* start DOCUMENT SEGMENT *

Image external_app_kraken2_fastqexp
Figure 15.38: Clicking on the "Edit parameters" button for the "Sequences to analyze" parameter opens up a configuration window for the FASTQ exporter. The default settings are shown here, with the "Export paired sequence lists in two files" option enabled.

Image external_app_kraken2_paired_params
Figure 15.39: The external application command and top level configuration to support running Kraken2 with paired sequences as input and for handling the paired sequences Kraken2 generates as output.

Linking to a High-throughput importer

To handle the import of paired reads, a high-throughput sequence (NGS) importer is needed. Such importers require more configuration than the standard importers, i.e. those that can be directly selected in the "General configuration" area.

The steps to configure the import the 2 FASTQ files containing the classified sequences output by Kraken2 are described below. The same steps then need to be done to configure the import of the unclassified sequences.

  1. Use the default setting: "No standard import or map to high-throughput sequencing importer" for the Forward classified seqs and Reverse classified seqs parameters.

  2. Click on the High-throughput sequencing import / Post-processing tab (below the general configuration area) to open it.

  3. Click on Add new and select an importer. Here, we select the Illumina importer (figure 15.40).

    Image external_app_kraken2_illuminaselect
    Figure 15.40: A new import/post processing element has been created, and the Illumina high-throughput sequencing importer has been selected.

  4. Click on Edit and map parameters....

  5. Configure the importer.

* end DOCUMENT SEGMENT *

Continue the Kraken2 importer guide from where it stops.

* start RECORDS *

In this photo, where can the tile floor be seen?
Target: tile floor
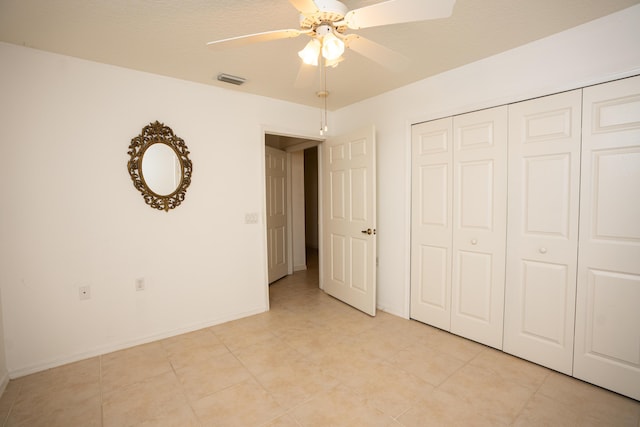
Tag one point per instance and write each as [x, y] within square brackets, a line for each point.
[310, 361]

* end RECORDS *
* start RECORDS *

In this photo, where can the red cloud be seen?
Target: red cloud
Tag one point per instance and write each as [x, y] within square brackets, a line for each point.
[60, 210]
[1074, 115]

* end RECORDS *

* EXERCISE RESPONSE:
    Inputs All parameters in the Command line that are configured as type "Output file from CL" are available for selection as inputs to the importer. Select the 2 for the classified sequences output: Forward classified seqs and Reverse classified seqs (figure 15.41).

    Other importer settings Keep the default settings for all the other parameters.

  6. Click on the OK button to finish and save the importer configuration.

    Image external_app_kraken2_impaired
    Figure 15.41: The Illumina High-Throughput Sequencing Import configuration. Here, the parameters corresponding to the 2 FASTQ files containing classified sequences have been selected. values.

The Forward classified seqs and Reverse classified seqs parameters in the "General configuration" area will be updated with the link to the Illumina importer (figure 15.42). If you don't see this immediately, save the external application configuration and re-open it.

Image external_app_kraken2_link_to_importer
Figure 15.42: The information in the "General configuration" area is updated to reflect the link between output parameters and the Illumina importer.

Updates to the included script

The included script must be updated: Kraken2 command needs to be adjusted and changes made to the external application configuration need to be handled.

Changes to the Kraken2 command:

The Kraken2 command line is described at
https://github.com/DerrickWood/kraken2/wiki/Manual.

The other changes in the script are to handle the increased number of files being output by Kraken2 (figure 15.43).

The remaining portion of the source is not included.